What the exercise asks
Reproduce the passage in the blog post below, starting with "I was recently" and going on through "list to read.".

Page text
|---|

Monday, August 22, 2011

Less Than Perfect

I was recently skimming over Nancy Leigh DeMoss's list 41 evidences of pride.    I had posted a link to this before, but recently a friend posted it again....and it is a good list to look over from time to time.  It reminds us that we are all sinners, and that pride creeps in unseen at times.  It isn't an easy list to read. 

One other blogger had mentioned that sometimes we tend to make ourselves sound much better than we are.  By that, I mean we portray an image of ourselves online that isn't true to what we are really like.  I began to wonder about that.  Sometimes I read blogs of others and I think:  Man! They really have it all together!!!  Then the oddest thing happened.  I had several people make comments to me about how "together" I am.  I simply stared a blank stare and didn't know how to answer.  My thought were:  If they only knew the real me!  That was when I began to wonder about the picture that I portray of myself online. 

I think that the intention of many bloggers is to write about what works for them or blesses them.  No one would want to read a post about how to keep a messy house, cook a crummy dinner, or fight with your spouse.  There are plenty of people who share negative experiences on Facebook--we don't need it in the blogging world!  But one thing I would never want to do is portray myself as different or better than I really am!
 
I could sit and bore you with a long list of things I stink at:  keeping my house clean, balancing a checkbook, sweeping the acorns off of my porch, finishing almost any project that I start, keeping my mouth shut, blah, blah, blah....but you probably aren't interested in my faults.  All one would need is to come over to my house unannounced to find toys all over the floor, books stacked on the table, a sink full of dishes, and a yard full of bikes and toys. 

And it's not that I find cleaning unimportant.  It's just that I am real....not perfect.   And I have come to terms with that.  Hopefully I have never portrayed myself as someone who is "all together."  That would be a lie.  But I do love to write about what God is doing in my life.  I guess you can say that it is my way of testifying to the goodness of my Savior!  If He can see purpose and value in a life like mine......then He sees it in you too.

|---|

Data provided
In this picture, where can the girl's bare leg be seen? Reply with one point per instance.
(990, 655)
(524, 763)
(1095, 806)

|---|

Written reply
I was recently skimming over Nancy Leigh DeMoss's list 41 evidences of pride.    I had posted a link to this before, but recently a friend posted it again....and it is a good list to look over from time to time.  It reminds us that we are all sinners, and that pride creeps in unseen at times.  It isn't an easy list to read.